- TEXT SEGMENT:

○ ○ ○ ○ ○

Polymeric graphitic carbon nitride (g-C3N4)-based semiconducting nanostructured materials: Synthesis methods, properties and photocatalytic applications

Abstract

In recent years, various facile and low-cost methods have been developed for the synthesis of advanced nanostructured photocatalytic materials. These catalysts are required to mitigate the energy crisis, environmental deterioration, including water and air pollution. Among the various semiconductors explored, recently novel classes of polymeric graphitic carbon nitride (g-C₃N₄)-based heterogeneous photocatalysts have established much greater importance because of their unique physiochemical properties, large surface area, low price, and long service life, ease of synthesis, product scalability, controllable band gap properties, low toxicity, and high photocatalytic activity. The present comprehensive review focuses on recent achievements in a number of facile chemical synthesis methods for semiconducting polymeric carbon nitrides and their heterogeneous nanohybrids with various dopants, nanostructured metals, metal oxides, and nanocarbons, as well as the parameters influencing their physiochemical properties and photocatalytic efficiency, which are discussed with reference to various catalytic applications such as air (NO_x) purification, wastewater treatment, hydrogen generation, CO₂ reduction, and chemical transformation. The mechanisms for the superior photocatalytic activity of polymeric g-C₃N₄-based heterogeneous photocatalysts are also discussed. Finally, the challenges, prospects, and future directions for photocatalytic polymeric g-C₃N₄-based semiconducting materials are described.

Keywords: Bandgap engineering; CO(2) reduction; Carbon nitride (C(3)N(4)); Chemical transformation; Heterogeneous hybrid nanostructures; Hydrogen production; Photocatalysis; Treatment of air and water pollution.

○ ○ ○ ○ ○

- COLLECTED MATERIAL:
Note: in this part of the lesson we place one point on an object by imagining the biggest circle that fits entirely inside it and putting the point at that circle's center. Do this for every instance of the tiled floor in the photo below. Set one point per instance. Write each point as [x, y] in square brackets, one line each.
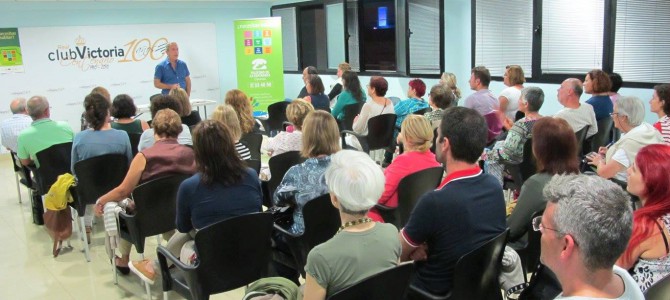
[29, 271]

○ ○ ○ ○ ○

- WORK ORDER: Extract from the carbon nitride abstract the passage from "Keywords: Bandgap engineering;" up to and including "and water pollution.", word for word. The material comes from a different source than the carbon nitride abstract.

- ANSWER BOX:
Keywords: Bandgap engineering; CO(2) reduction; Carbon nitride (C(3)N(4)); Chemical transformation; Heterogeneous hybrid nanostructures; Hydrogen production; Photocatalysis; Treatment of air and water pollution.